*Goal of the exercise*. Please continue the passage on relations between Germany and India from where it stops, not the entries.

*Excerpted text*.
──────
The history of diplomatic cooperation and strategic partnership between Berlin and New Delhi can be traced to the last phase of the Cold War when New Delhi supported Germany’s reunification in 1990. The end of decades-long US-Soviet confrontation based on ideological rivalry brought a major change in the world, and the states from around the world were forced to redefine their positions in the changing global politics. Analogous to various other states, Indian leaders tried to alter the conventional pattern of their strategic interaction with states beyond their home region. Despite Germany’s opposition to India’s annexation of Goa in 1961, the Indian involvement in East Pakistan in 1971, and conducting nuclear tests in 1998 by the Vajpayee government, Berlin and New Delhi were still able to construct their bilateral strategic engagement in different domains. In addition to the post nuclearization scenario, the post-9/11 was another factor that shaped various bilateral collaborations between Berlin and New Delhi based on a brief series of two-sided state leaders’ reciprocal visits. During the first decade of the twenty first century, Chancellor Angela Merkel signed different agreements with Manmohan Singh in science and commerce, business and trade, science and technology, security, and defence. Chancellor Merkel’s subsequent visits fostered Indo-German bilateral ties at different cooperative levels. To support Indian economic efforts in the world, German authorities positively viewed the Indian aim of gaining substantial progress on the Free Trade agreement with the European Union. During a brief visit to New Delhi in 2015, Chancellor Merkel signed eighteen different agreements to boost bilateral ties in a range of key sectors such as trade, energy, technology, and defence. Apart from the eighteen Memorandum of Understandings (MoU), the Merkel-Modi diplomatic interaction emphasized the up-gradation of two sided collaborations in different strategic domains.
──────
*Data*.
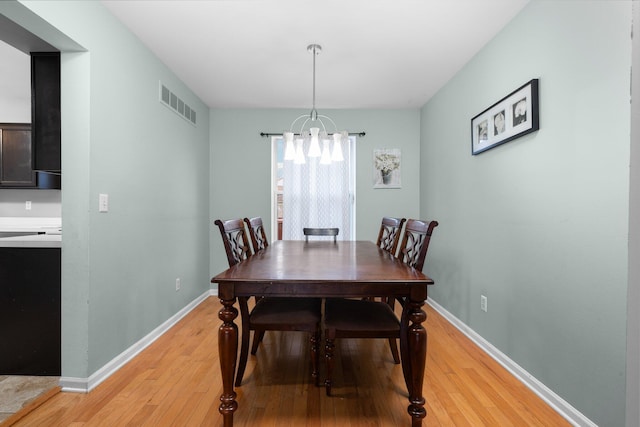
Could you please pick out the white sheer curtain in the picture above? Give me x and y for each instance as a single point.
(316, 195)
──────
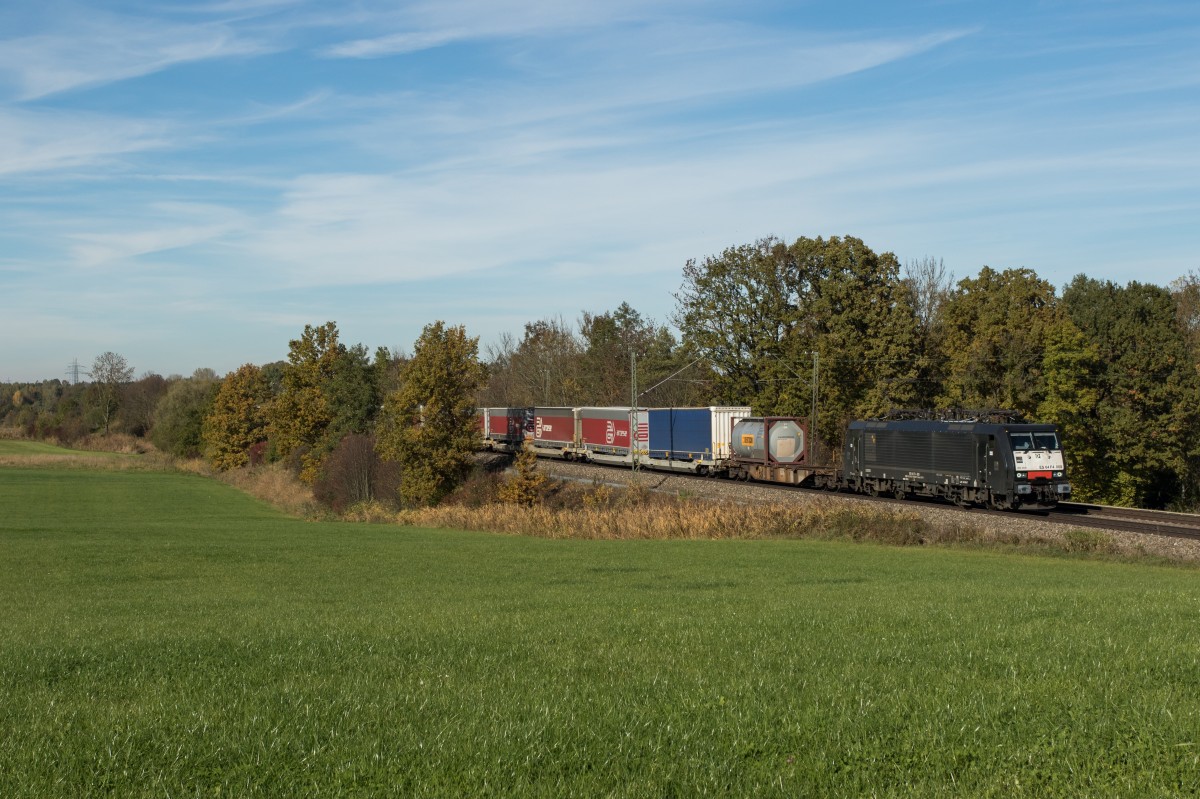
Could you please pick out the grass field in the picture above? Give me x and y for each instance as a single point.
──────
*Solved problem*.
Due to India’s active role in the IOR, the German authorities decided to vigorously participate in the multilateral frameworks of different nations in the form of the

Bay of Bengal Initiative for Multi-Sectoral Technical and Economic Cooperation (BIMSTEC) and the Indian Ocean Rim Association (IORA).

German’s inclusion in the IORA as a dialogue partner was observed internationally as an attempt by the two leaders to uphold each other in the international political landscape. The combination of strategic and political cooperation cemented in the broader diplomatic interaction propelled the leaders from Germany and New Delhi to actively pursue common interests in the four countries group of G4 Nations. In addition to Brazil and Japan, the Indian and German governments are campaigning for reforms of the United Nations Security Council (UNSC) while questioning the status of five permanent members having veto power in the decision-making process of the UNSC. The common objective for empowering each other in the strategic domains led Berlin and New Delhi to conclude a bilateral Defence Cooperation Agreement in 2006 for developing annual mutual consultations on international security matters.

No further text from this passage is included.